# SHORT TASK
Copy out all of the data below, requests included, and shift every coordinate in the answers by adding 114 to both its x and y values.

# Location annotation dataset excerpts
[start]

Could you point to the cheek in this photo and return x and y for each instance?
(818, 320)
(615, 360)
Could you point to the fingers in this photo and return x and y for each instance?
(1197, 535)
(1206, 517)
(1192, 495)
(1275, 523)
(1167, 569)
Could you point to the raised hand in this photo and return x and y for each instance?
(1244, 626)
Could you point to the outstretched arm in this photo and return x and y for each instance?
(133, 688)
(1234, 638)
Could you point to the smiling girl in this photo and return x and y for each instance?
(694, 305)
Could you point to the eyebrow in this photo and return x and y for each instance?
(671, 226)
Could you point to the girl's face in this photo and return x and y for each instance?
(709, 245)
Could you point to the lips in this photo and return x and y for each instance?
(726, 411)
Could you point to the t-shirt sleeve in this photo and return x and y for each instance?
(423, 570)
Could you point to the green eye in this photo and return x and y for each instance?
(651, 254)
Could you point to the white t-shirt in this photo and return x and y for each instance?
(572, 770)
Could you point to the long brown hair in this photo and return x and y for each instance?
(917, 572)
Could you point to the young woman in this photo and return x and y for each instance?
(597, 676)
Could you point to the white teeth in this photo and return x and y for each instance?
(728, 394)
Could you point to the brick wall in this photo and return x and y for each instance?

[end]

# EXERCISE OUTPUT
Could you point to the cheek in this photo and return x and y for each instance?
(932, 434)
(729, 474)
Could you point to the fingers in this photo and return x and y for each instance?
(1311, 649)
(1320, 631)
(1306, 609)
(1389, 637)
(1281, 683)
Could you point to the raised hand in this photo and return x and y for each instance?
(1358, 740)
Could you point to the outstretched arm in this photo and return x and y for each instance?
(247, 802)
(1348, 752)
Could you point to the smiling girl in this photo and return x and y for each instance?
(808, 419)
Could you point to the eyebrow in this photo and return x and y for each instance?
(785, 340)
Could you point to the girl's face in this photo and return x and y for each instance?
(823, 359)
Could you point to the lips in this photo and return x and y for each instance?
(840, 525)
Could you point to the t-shirt sleeve in this photo and return x and y for each instance?
(537, 684)
Could you point to the green eye in this photo and return x and y for each instance?
(765, 368)
Could you point to the white t-shirt in this photo and return x and y for each instance?
(686, 884)
Could you point to the long brown hair in this photo and return x and y for each instance?
(1031, 686)
Could you point to the young woman in this photo and return x and y for each instance?
(711, 790)
Could you point to the white teeth in this photo and return x and y for each instance?
(842, 508)
Could you point to the brick wall in this photo and return x and y for each instance?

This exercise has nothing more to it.